# [Set problem]
Can you copy out the rows, requests included, starting at the first one and stopping after the line that contains "x=862 y=372", with every coordinate in the answers increased by 131?

# [Records shown]
======

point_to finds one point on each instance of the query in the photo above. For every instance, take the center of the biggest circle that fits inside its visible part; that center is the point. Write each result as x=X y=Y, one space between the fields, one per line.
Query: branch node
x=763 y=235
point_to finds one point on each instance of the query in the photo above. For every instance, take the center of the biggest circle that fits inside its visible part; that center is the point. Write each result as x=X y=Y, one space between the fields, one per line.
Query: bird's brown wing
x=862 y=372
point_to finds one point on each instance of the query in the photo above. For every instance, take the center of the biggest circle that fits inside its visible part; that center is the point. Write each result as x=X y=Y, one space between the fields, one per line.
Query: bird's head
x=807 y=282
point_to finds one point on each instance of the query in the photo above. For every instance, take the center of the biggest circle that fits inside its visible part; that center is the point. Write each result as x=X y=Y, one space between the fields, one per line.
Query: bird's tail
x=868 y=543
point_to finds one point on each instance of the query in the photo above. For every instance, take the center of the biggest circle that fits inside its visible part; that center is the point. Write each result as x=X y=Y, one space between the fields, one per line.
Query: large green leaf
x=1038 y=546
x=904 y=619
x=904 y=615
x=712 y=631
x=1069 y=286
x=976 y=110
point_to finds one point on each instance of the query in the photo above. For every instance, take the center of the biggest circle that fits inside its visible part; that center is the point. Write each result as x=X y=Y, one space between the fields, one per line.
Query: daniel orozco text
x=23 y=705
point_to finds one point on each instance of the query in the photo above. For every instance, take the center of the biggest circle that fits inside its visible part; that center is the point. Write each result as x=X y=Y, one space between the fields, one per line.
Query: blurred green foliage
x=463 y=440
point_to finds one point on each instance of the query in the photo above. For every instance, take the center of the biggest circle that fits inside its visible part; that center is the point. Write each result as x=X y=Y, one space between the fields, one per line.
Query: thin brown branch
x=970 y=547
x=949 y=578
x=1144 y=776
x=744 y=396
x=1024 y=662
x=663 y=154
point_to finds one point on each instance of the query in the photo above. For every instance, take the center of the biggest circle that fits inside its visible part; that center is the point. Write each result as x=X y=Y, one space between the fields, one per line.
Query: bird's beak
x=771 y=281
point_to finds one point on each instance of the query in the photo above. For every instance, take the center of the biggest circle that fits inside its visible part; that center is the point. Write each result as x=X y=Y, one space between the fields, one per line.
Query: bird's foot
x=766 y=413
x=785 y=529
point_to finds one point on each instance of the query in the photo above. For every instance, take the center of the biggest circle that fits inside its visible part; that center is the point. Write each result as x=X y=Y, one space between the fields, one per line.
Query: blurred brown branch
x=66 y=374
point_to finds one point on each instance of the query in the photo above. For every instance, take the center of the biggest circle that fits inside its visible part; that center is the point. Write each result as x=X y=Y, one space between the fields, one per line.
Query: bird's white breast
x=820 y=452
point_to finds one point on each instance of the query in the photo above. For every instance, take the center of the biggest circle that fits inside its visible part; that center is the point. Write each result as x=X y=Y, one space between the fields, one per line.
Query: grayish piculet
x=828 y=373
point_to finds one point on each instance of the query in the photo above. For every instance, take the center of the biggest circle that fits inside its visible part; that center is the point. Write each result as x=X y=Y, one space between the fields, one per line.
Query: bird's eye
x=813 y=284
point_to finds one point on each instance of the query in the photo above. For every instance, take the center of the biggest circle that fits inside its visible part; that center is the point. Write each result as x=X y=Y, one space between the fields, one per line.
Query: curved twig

======

# [Result below]
point_to finds one point on each instance of the query in the photo above. For every instance, take the center of the biggest circle that fits inside its visible part; that center is the point. Write each result as x=X y=Y, one space between the fields, one per line.
Query: branch node
x=894 y=366
point_to finds one point on each instance of the query in the photo above. For every instance, take the center of the biggest circle that fits inside its visible part; that center is the point. Write each result as x=X y=Y, one space between the fields, one per line.
Query: bird's brown wing
x=993 y=503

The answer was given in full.